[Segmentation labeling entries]

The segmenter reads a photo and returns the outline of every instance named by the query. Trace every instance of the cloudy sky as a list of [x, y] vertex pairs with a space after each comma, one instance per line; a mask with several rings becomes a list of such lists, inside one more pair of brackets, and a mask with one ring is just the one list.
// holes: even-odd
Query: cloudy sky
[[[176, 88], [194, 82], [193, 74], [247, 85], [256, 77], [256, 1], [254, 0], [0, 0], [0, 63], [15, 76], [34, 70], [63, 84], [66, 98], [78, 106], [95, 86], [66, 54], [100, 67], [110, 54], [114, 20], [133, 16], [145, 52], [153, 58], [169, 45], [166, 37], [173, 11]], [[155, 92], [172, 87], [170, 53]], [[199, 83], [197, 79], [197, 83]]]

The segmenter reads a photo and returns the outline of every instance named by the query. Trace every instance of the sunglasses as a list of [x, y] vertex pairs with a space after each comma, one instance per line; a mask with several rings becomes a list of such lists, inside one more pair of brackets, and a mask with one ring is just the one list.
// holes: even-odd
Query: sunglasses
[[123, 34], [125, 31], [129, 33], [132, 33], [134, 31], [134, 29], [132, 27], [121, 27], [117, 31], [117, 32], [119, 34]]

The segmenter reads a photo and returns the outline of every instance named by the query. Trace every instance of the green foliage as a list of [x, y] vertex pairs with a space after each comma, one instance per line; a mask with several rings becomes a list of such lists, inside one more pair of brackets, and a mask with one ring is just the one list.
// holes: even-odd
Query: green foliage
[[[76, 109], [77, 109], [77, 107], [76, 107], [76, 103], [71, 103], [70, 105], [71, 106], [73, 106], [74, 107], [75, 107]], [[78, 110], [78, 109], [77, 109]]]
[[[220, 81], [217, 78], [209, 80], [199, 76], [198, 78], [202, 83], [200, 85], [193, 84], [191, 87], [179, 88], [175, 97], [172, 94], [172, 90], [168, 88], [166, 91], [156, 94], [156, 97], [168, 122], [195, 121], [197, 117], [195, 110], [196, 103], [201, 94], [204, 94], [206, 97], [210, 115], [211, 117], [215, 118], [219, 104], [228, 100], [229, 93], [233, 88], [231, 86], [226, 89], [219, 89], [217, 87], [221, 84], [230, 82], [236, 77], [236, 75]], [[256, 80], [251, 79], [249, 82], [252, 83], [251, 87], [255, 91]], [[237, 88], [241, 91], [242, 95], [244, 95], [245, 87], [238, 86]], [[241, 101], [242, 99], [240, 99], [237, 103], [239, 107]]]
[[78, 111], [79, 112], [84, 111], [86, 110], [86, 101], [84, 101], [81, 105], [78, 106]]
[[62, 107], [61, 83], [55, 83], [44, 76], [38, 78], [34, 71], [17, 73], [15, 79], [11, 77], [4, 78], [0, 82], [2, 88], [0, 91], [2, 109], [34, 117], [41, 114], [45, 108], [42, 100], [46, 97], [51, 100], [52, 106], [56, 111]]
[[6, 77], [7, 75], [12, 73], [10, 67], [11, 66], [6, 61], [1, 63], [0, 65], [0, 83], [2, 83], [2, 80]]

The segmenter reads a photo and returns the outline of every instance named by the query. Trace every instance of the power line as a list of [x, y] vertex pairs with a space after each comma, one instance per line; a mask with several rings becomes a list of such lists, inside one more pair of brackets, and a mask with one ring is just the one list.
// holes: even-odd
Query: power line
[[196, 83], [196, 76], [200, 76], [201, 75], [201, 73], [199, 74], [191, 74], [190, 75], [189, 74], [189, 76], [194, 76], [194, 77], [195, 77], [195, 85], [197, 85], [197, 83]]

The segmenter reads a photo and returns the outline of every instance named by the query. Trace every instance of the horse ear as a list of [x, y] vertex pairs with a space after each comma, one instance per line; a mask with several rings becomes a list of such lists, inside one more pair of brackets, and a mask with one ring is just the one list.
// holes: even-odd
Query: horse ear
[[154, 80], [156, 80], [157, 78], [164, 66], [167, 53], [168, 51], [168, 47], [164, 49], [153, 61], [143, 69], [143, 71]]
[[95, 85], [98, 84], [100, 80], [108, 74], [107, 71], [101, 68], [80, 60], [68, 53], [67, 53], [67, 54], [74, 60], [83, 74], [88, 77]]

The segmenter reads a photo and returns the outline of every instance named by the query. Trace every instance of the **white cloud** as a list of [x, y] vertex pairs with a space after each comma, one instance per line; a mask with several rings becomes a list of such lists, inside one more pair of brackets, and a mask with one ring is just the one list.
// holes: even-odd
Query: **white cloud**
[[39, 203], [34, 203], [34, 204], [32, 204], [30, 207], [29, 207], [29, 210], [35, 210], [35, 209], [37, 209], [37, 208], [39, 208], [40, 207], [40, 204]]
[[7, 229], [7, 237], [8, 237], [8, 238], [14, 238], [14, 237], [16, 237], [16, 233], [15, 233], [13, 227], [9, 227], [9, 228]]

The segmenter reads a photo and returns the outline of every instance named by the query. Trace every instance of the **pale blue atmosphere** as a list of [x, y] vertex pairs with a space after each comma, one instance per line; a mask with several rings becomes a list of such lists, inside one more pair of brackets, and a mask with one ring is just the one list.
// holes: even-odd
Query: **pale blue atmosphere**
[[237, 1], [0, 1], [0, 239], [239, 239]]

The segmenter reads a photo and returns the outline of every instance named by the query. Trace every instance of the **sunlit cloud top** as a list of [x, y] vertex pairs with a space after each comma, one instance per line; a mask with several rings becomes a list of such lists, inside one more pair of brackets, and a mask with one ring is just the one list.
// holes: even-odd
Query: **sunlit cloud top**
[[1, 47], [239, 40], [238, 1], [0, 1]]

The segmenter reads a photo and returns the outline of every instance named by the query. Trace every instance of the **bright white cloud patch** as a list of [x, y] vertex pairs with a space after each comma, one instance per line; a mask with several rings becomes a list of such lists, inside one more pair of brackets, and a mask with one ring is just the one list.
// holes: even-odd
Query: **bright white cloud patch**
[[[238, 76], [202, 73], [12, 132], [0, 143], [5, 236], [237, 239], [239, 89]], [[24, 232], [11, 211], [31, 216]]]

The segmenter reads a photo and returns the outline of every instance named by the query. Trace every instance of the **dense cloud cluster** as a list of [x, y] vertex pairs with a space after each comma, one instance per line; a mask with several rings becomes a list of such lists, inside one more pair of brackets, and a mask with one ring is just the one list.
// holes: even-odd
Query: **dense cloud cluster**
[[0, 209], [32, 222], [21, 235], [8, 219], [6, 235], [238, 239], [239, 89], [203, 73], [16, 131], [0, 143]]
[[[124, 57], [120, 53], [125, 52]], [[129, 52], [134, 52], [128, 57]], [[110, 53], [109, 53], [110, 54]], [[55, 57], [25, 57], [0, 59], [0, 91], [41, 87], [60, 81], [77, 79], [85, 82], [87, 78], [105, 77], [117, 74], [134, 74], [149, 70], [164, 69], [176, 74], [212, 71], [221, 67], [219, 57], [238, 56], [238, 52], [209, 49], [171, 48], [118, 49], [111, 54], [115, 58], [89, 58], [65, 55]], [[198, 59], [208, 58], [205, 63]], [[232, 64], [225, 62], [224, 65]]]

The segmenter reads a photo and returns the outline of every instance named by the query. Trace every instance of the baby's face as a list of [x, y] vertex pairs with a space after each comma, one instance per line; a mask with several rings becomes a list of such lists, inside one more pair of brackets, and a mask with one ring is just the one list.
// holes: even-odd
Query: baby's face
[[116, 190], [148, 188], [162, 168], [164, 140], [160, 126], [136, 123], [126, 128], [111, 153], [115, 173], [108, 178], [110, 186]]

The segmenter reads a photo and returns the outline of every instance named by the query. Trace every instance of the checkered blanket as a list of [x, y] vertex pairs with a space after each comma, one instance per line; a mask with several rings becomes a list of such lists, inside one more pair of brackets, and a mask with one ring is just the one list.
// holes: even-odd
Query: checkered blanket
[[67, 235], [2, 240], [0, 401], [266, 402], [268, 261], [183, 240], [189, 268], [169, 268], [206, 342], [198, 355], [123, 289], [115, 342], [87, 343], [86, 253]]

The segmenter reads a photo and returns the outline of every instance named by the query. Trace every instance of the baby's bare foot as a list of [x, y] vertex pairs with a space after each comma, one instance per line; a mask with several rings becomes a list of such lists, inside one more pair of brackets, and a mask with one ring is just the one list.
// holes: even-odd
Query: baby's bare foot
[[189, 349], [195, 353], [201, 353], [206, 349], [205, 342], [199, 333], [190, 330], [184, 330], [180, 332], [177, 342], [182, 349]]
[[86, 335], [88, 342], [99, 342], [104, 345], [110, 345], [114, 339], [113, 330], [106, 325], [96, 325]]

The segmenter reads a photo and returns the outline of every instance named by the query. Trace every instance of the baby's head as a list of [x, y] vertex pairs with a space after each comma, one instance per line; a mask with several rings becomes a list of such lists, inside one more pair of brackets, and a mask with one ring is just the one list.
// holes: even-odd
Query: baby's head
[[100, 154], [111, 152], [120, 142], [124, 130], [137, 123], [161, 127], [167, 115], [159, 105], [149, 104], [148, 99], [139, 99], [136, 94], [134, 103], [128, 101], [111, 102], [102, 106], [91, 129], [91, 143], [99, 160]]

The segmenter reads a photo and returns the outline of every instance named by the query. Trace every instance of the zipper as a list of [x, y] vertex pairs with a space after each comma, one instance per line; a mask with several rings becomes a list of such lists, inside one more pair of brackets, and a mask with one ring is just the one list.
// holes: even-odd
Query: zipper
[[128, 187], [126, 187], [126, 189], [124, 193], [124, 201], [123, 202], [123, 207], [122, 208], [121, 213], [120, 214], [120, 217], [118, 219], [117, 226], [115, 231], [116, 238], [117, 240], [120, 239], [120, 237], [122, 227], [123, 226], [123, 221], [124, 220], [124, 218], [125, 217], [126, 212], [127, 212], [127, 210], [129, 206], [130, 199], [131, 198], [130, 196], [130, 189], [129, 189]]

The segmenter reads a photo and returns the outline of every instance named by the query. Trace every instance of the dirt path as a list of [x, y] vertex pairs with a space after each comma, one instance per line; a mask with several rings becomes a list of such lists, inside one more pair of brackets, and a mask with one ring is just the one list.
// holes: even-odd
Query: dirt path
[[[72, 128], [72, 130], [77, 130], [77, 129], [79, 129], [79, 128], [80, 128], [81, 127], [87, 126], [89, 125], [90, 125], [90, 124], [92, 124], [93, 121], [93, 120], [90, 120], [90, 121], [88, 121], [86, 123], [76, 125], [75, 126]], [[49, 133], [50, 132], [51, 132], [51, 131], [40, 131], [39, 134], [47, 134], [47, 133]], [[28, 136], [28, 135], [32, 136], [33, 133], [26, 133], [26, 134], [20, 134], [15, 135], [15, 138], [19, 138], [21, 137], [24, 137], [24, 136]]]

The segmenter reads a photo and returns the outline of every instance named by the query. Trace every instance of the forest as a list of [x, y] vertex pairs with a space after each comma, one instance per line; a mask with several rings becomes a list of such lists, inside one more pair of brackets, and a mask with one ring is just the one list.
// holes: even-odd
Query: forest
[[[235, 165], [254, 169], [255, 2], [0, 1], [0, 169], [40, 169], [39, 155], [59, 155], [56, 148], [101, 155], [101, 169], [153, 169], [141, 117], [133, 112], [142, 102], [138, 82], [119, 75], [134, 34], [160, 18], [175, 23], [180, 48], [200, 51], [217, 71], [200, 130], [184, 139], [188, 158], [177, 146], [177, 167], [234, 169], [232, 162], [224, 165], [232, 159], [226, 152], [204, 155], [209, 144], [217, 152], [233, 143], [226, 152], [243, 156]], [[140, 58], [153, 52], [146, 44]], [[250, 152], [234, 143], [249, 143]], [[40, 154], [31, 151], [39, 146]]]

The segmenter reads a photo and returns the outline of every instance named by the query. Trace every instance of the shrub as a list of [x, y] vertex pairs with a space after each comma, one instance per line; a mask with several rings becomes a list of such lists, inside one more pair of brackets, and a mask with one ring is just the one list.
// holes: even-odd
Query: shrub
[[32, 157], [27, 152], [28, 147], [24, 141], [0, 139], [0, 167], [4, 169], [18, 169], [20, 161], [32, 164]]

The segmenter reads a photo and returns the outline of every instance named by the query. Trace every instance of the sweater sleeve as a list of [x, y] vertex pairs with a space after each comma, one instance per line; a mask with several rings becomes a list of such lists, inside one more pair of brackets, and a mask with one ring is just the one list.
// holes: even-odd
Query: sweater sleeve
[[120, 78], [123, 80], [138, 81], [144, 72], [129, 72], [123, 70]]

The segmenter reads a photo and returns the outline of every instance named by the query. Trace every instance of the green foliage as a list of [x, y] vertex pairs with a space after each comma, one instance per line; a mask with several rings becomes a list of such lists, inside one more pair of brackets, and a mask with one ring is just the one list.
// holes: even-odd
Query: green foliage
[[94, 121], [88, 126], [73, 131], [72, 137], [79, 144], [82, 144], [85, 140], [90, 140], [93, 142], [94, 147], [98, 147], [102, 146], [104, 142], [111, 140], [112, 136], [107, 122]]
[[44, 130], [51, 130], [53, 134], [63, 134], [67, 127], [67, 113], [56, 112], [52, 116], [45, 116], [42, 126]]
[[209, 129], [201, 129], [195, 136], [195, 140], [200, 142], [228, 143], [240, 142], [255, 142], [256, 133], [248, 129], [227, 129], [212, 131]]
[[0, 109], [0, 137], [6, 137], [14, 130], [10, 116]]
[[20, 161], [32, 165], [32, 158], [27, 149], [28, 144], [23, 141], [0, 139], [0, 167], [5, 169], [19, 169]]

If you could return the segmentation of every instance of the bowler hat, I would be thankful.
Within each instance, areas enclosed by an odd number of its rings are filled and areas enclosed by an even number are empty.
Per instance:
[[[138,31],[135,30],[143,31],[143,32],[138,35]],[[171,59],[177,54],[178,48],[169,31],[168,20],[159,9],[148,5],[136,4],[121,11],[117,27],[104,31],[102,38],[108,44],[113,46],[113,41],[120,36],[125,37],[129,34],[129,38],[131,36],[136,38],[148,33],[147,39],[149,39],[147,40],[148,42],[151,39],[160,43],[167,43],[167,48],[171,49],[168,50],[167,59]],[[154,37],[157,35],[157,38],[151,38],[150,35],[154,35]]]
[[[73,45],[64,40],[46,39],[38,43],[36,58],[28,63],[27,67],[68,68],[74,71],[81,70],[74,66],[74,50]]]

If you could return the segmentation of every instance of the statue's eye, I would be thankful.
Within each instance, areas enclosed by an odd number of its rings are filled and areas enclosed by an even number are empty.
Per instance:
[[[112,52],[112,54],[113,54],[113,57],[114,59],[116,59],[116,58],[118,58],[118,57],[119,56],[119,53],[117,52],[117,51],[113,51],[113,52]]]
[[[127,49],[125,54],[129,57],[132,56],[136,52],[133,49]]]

**Exercise**: Please edit the entries, starting with the first line and going on through the line containing "32], [119, 34]]", so that "sunglasses" becomes "eyeglasses" and nothing else changes. Give only those lines.

**Answer to this exercise**:
The segmenter reads a photo and returns the outline of every instance named by the query. Trace every instance of the cloudy sky as a list of [x, y] vertex pairs with a space after each comma, one instance per line; a mask with several rings becomes a list of such lists, inside one more pair of brackets, and a mask with one ring is just the one list.
// holes: even-odd
Query: cloudy sky
[[[176, 88], [194, 82], [193, 74], [247, 85], [256, 77], [256, 1], [254, 0], [0, 0], [0, 63], [15, 76], [34, 70], [63, 84], [66, 98], [78, 106], [95, 86], [66, 54], [100, 67], [110, 54], [114, 20], [133, 16], [145, 52], [153, 58], [169, 45], [166, 37], [173, 11]], [[155, 92], [172, 87], [170, 53]], [[199, 83], [197, 79], [197, 83]]]

The segmenter reads a photo and returns the outline of every instance named by the query. Trace every instance of the eyeglasses as a list of [x, y] vertex pairs with a space after each comma, one instance per line; a mask with several rings becomes a list of such lists, inside one more pair of brackets, and a mask with one ring is just the one list.
// holes: even-odd
Query: eyeglasses
[[123, 34], [125, 31], [129, 33], [132, 33], [134, 31], [134, 29], [132, 27], [121, 27], [117, 31], [117, 32], [119, 34]]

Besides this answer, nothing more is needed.